◆ **What to work on**:
Give the entries below again, word for word, and leave out the images.
Records supplied Start Marker
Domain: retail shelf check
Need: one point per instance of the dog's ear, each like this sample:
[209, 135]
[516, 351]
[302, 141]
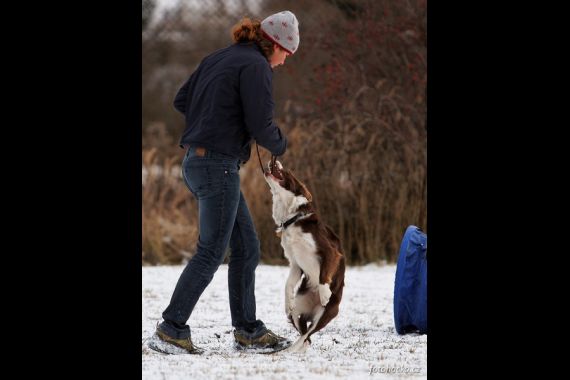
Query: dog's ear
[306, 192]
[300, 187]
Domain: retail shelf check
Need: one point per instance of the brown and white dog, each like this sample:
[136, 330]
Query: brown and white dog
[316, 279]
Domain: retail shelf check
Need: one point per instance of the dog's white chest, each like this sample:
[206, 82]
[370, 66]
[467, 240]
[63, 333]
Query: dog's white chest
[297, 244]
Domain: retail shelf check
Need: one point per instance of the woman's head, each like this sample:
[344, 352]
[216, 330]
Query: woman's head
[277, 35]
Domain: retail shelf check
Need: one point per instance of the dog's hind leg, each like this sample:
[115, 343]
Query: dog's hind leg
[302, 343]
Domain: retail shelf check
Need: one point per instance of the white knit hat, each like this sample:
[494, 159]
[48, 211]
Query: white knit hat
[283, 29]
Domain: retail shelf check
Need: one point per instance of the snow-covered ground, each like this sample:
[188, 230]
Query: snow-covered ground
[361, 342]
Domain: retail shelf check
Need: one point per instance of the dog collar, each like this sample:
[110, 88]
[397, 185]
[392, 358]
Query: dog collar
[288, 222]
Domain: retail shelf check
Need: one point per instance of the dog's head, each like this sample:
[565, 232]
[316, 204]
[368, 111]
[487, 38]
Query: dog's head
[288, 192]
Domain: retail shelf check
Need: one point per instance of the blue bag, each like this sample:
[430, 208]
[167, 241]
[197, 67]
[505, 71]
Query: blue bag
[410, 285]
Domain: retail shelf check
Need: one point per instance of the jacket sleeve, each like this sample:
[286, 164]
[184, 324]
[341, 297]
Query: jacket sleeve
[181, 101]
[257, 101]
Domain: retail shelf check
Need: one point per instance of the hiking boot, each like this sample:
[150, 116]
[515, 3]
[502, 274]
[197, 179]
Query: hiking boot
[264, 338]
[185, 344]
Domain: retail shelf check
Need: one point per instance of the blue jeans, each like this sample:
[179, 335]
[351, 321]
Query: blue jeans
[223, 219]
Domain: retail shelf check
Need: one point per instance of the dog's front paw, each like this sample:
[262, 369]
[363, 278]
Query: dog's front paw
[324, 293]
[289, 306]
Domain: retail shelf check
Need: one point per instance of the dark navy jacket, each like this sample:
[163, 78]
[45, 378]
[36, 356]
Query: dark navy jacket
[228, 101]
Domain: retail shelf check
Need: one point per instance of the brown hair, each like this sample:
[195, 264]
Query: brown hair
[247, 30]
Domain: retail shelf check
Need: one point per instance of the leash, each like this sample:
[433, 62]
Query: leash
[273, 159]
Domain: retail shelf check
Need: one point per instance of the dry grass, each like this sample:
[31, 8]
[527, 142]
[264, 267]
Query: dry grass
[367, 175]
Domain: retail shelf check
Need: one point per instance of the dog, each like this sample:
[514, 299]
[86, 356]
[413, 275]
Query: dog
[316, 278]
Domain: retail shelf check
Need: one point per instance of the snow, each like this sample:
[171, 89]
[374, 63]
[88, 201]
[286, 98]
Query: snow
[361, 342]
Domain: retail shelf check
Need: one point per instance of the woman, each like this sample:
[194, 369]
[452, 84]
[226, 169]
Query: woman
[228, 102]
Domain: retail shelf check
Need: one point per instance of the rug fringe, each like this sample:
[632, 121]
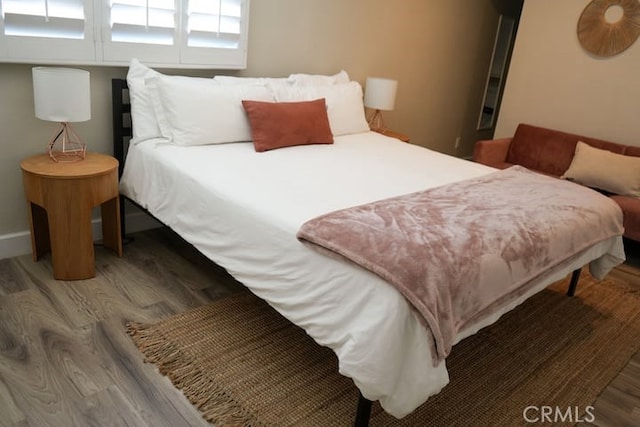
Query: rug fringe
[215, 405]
Records supplied End Marker
◆ **Written answer**:
Domain: retail shelf check
Need: one point per instance of the dog's ear, each like this sample:
[209, 135]
[516, 351]
[302, 141]
Query: dog's ear
[306, 192]
[300, 187]
Domain: retail shelf check
Need: one point per instance of the brown and white dog, each like this sample:
[136, 330]
Query: brown and white dog
[316, 279]
Domain: retail shelf check
Need: one point per instance of the dog's white chest, each like this sample:
[206, 82]
[370, 66]
[467, 240]
[63, 333]
Query: dog's white chest
[297, 244]
Domain: retail shelf check
Need: one point per instance of the woman's head, each like this sample:
[344, 352]
[216, 330]
Query: woman's head
[277, 35]
Domain: retail shelf check
Need: one point per instance of the dog's hind leg, each like this sample:
[115, 343]
Query: dog's hind leg
[302, 343]
Domain: retail shelf check
Need: one point per instance of the white knit hat, each like this sample:
[494, 159]
[48, 211]
Query: white knit hat
[283, 29]
Domain: retail shelf check
Need: one point per instance of the snow-covered ground, each like this sample:
[188, 230]
Query: snow-covered ground
[361, 342]
Domain: retail shelf check
Need: one point per instance of the dog collar, each like this sample:
[110, 88]
[397, 185]
[392, 358]
Query: dog collar
[288, 222]
Domain: retail shelf check
Need: one point per instance of the dog's head, each like this sample:
[565, 232]
[316, 204]
[368, 111]
[487, 38]
Query: dog's head
[288, 192]
Domain: retail shelf check
Need: one point per instance of the blue bag, each like this sample:
[430, 208]
[167, 241]
[197, 67]
[505, 71]
Query: blue bag
[410, 285]
Domain: retail shelf check
Need: one point per instance of the jacket sleeve, each like this sample:
[286, 164]
[184, 324]
[341, 297]
Query: jacket sleeve
[181, 101]
[257, 101]
Domain: retail shelf check
Need: one point per instance of the hiking boot, each like this sample:
[150, 116]
[515, 3]
[502, 274]
[197, 179]
Query: hiking boot
[264, 338]
[185, 344]
Domain: retail shelf check
Need: one point per instance of the blue jeans, each like this sample:
[179, 335]
[351, 321]
Query: blue jeans
[223, 219]
Domain: retail shelf check
Need: one point per instance of the dog's front paw, each like this sample:
[262, 369]
[363, 278]
Query: dog's front paw
[324, 293]
[289, 306]
Domain: retail shelf check
Need: one point per instance of the dark navy jacket, each like this sample:
[163, 78]
[45, 378]
[36, 356]
Query: dark navy jacket
[228, 101]
Domain: retail shelf check
Need: one point per instance of the brown hair, each like this sample:
[195, 264]
Query: brown hair
[247, 30]
Domain: retail shelf check
Need: one point per instance of the leash, each like this sample:
[433, 62]
Query: leash
[273, 159]
Domain: retail shelf check
Need: one point per instance of the dry grass, each like this sample:
[31, 8]
[527, 142]
[264, 267]
Query: dry grass
[367, 175]
Domain: retail shelf check
Need: one point per instance of the dog, each like this sample:
[514, 299]
[86, 356]
[413, 275]
Query: dog
[316, 278]
Domain: retail shelf check
Need: one point per instance of the snow, each like this sample:
[171, 89]
[374, 63]
[88, 201]
[286, 98]
Query: snow
[361, 342]
Domain: retail shelf check
Need: one point per instance of the woman, each like this sample:
[194, 369]
[452, 84]
[226, 169]
Query: woman
[228, 102]
Domain: retail shelf check
Need: one point per instance of the rug fringe, each like this sample:
[632, 121]
Query: rug fringe
[215, 405]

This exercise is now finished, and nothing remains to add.